What needs to be done
Quote all of the entries word for word.
START Input
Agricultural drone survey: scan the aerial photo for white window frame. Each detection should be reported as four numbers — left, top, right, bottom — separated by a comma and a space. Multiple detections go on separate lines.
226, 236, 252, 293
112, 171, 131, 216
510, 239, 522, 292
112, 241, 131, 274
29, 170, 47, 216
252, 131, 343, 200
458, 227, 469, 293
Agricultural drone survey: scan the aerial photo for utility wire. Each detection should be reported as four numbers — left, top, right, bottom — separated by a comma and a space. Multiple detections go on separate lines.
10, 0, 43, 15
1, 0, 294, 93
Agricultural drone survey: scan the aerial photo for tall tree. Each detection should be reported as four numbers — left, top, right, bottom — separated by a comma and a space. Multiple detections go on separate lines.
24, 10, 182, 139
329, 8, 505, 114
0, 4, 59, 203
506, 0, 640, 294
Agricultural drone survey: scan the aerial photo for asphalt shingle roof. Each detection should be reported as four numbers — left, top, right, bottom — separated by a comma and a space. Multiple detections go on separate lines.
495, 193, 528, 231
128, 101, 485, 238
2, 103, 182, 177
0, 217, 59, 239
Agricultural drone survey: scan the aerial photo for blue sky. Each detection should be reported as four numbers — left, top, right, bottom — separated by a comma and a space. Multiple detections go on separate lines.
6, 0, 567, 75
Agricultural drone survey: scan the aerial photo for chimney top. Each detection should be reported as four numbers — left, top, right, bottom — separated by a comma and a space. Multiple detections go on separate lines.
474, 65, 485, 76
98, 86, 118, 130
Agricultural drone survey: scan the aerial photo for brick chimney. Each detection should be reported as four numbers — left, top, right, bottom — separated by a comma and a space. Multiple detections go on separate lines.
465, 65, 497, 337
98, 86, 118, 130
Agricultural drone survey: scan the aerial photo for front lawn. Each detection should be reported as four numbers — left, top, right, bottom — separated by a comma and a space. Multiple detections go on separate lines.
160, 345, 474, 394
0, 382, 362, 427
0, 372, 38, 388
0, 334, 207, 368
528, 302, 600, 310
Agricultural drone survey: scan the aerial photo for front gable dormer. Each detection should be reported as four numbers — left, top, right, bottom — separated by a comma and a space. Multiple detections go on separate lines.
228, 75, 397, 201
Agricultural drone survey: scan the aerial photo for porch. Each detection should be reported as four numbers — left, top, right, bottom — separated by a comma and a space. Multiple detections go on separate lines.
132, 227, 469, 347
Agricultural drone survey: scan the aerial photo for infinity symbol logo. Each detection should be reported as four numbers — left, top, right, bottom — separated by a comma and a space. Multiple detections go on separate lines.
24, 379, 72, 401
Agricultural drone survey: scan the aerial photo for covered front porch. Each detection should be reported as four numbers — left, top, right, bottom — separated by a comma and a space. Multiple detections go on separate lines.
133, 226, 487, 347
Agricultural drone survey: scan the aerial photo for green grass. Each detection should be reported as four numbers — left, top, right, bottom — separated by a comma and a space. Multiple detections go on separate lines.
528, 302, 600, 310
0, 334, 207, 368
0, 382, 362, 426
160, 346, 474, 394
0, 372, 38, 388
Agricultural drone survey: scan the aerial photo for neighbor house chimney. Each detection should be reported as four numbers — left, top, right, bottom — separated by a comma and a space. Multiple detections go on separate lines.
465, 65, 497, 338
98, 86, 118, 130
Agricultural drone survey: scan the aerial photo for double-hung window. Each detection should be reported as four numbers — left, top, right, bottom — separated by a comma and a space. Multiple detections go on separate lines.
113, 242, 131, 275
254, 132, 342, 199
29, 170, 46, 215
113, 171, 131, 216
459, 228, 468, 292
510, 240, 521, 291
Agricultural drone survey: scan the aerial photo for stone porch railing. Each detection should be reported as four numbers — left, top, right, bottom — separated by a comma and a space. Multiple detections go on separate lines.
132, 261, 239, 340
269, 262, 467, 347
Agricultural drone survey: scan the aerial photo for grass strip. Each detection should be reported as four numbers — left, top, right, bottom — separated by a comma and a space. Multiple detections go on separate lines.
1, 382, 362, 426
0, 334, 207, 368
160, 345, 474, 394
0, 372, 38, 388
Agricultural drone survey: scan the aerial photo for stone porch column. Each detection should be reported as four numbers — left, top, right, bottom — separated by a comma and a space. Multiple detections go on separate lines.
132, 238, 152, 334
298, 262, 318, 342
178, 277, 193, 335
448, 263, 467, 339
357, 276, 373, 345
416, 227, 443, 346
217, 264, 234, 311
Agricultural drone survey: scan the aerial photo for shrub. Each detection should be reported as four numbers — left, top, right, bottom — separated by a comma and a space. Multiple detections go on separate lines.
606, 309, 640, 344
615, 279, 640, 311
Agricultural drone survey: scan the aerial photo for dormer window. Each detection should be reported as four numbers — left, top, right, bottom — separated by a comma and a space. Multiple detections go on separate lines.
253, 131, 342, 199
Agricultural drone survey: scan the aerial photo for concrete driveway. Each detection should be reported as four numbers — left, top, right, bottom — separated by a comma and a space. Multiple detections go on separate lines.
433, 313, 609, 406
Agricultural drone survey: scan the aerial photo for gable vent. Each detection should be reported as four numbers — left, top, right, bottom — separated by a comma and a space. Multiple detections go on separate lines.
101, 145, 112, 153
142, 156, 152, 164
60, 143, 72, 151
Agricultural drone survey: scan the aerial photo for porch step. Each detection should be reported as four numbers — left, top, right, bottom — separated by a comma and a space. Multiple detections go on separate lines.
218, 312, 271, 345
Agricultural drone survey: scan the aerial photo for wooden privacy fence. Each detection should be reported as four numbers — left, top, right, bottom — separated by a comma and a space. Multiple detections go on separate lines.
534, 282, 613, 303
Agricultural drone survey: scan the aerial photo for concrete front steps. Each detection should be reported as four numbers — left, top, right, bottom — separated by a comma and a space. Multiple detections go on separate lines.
END Input
Answer
Agricultural drone survey: scan the aerial photo for white window frame. Each detection should be reported as four numbers — left, top, right, bottom — separated by a comma and a space. Multiple detections go on separate lines.
226, 236, 252, 293
112, 171, 131, 216
510, 239, 522, 292
112, 241, 131, 274
29, 170, 47, 216
252, 131, 343, 200
458, 227, 469, 293
Agricultural drone survey: scan the aerial photo for utility wire. Each detection should be reported as four numbers — left, top, right, bottom — separated by a comma and a space. Multiple detections go on separate lines.
10, 0, 43, 15
1, 0, 294, 93
Agricultural drone survey: scan the aerial photo for tall tree. Each detection should be reported as four numbers — left, top, right, bottom — separated by a comma and a space. Multiple detections go on separate lines.
24, 10, 182, 139
329, 8, 505, 114
0, 4, 59, 203
506, 0, 640, 294
Agricultural drone survey: scan the aerial photo for asphalt shingle roof. Each detection should be reported as four numbers — left, top, right, bottom — separated by a comma and a space. Multiple detections go on separate lines.
495, 193, 528, 231
128, 101, 485, 238
2, 103, 182, 177
0, 217, 59, 239
Agricultural drone survey: scan the aerial photo for blue sky. Each detection should be reported as four numbers — left, top, right, bottom — separated by a comma and a space. Multiple detections go on separate lines.
6, 0, 567, 75
Agricultural drone survey: scan the aerial photo for chimney top. Each detection should be reported as four numbers — left, top, right, bottom — separated by a comma and a space. Multiple detections go on separate lines.
474, 65, 485, 76
98, 86, 118, 130
Agricultural drone survey: scan the aerial photo for brick chimney. Each detection should be reported as four numbers — left, top, right, bottom — separated by a comma and a space. Multiple detections go on separate lines.
465, 65, 497, 337
98, 86, 118, 130
Agricultural drone survey: scan the aerial photo for front lawn. Each detection should be reported as four numbers — left, top, right, bottom — separated by a comma and a space. Multiple detections go on separate lines.
160, 345, 474, 394
0, 382, 362, 427
0, 372, 38, 388
0, 334, 207, 368
528, 302, 600, 310
Agricultural drone survey: scan the aerial photo for front gable dormer. Each detection should be reported as four numbers — left, top, right, bottom — separated by a comma and a space. Multiple detections go on separate lines.
228, 75, 397, 201
Agricultural drone survey: scan the aerial photo for porch. Each detection should be reported as four numbers — left, top, right, bottom — separated by a comma and a space. Multiple detections go on separate lines.
132, 227, 469, 347
Agricultural drone survey: scan the aerial photo for infinity symbol logo. Each detection should be reported as four numbers — left, top, right, bottom — separated by a comma and a space. Multiple detections go on separate lines.
24, 379, 72, 401
Agricultural drone survey: scan the aerial photo for covered front porch. Each detection should be reported as four numbers — left, top, right, bottom — separated by a comma and a space. Multiple detections go on separate lines.
133, 226, 487, 347
Agricultural drone survey: scan the aerial photo for green grass. Each detection should be reported as four numbers — left, top, right, bottom — separated by a comma and a space. Multiple detections go on separate lines.
528, 302, 600, 310
0, 334, 207, 368
0, 382, 362, 426
160, 346, 474, 394
0, 372, 38, 388
Agricultural drone survey: scan the aerial photo for neighbor house chimney. Each detection should be reported as four numbers — left, top, right, bottom — separated by a comma and a space. Multiple detections go on separate lines.
465, 65, 497, 338
98, 86, 118, 130
Agricultural drone survey: scan the aerial photo for double-hung window. Each detection should be reported as four numbers — left, top, right, bottom — separated by a comma and a space. Multiple detections go on separate lines.
113, 242, 131, 275
254, 132, 342, 199
29, 170, 46, 215
113, 171, 131, 216
459, 228, 468, 292
510, 240, 521, 291
Agricultural drone survey: scan the aerial photo for stone porch railing. Each detection should be reported as four numbers — left, top, right, bottom — separated by a comma and a space. Multiple detections go on separate lines.
132, 261, 239, 340
269, 262, 467, 347
Agricultural drone survey: scan the aerial photo for grass strip. Each detection should be reported as four numbers — left, top, right, bottom — separated by a comma and a space. Multiple detections go on separate lines.
1, 382, 362, 426
0, 334, 207, 368
160, 345, 474, 394
0, 372, 38, 388
Agricultural drone survey: scan the aerial photo for stone porch column. Each detection should be reported as four numbers — left, top, right, bottom — separated by a comma and a space. Multiple detections go on separate lines.
132, 238, 152, 334
298, 262, 318, 342
178, 277, 193, 335
448, 263, 467, 339
357, 276, 373, 345
416, 227, 443, 346
217, 264, 234, 311
Agricultural drone survey: scan the aerial photo for shrub. Each detection should be reported as four numbers — left, top, right, bottom — separated by a comma and a space. Multiple detections go on separate lines.
606, 309, 640, 344
615, 279, 640, 311
Agricultural drone survey: scan the aerial photo for dormer window. Each detection should be reported as four numbers — left, top, right, bottom — separated by a comma and a space. Multiple detections go on separate lines.
253, 131, 342, 199
Agricultural drone survey: scan the aerial photo for concrete driveway. Each detection should be reported as four numbers — left, top, right, bottom — separated by a comma and a space. Multiple detections go on separate lines.
433, 313, 609, 406
Agricultural drone survey: scan the aerial photo for gable vent. Each detection should be reported as four numbers — left, top, right, bottom — separated by a comma and a space. Multiple detections go on separate lines.
101, 145, 112, 153
142, 156, 152, 164
60, 143, 72, 151
Agricultural drone survey: scan the aerial photo for porch step. Each detection should be reported as four numbers — left, top, right, bottom — separated by a comma and a space. Multiple detections go on separate lines.
218, 312, 271, 345
Agricultural drone survey: scan the aerial photo for wooden privacy fence. Each detection should be reported as four numbers — left, top, right, bottom — separated by a comma and a space. Multiple detections go on separate lines.
534, 282, 613, 303
Agricultural drone survey: scan the aerial photo for concrete front steps. Each detection should be reported as four numbers — left, top, right, bottom — separated by a comma and a space. Multiple detections go on separate lines.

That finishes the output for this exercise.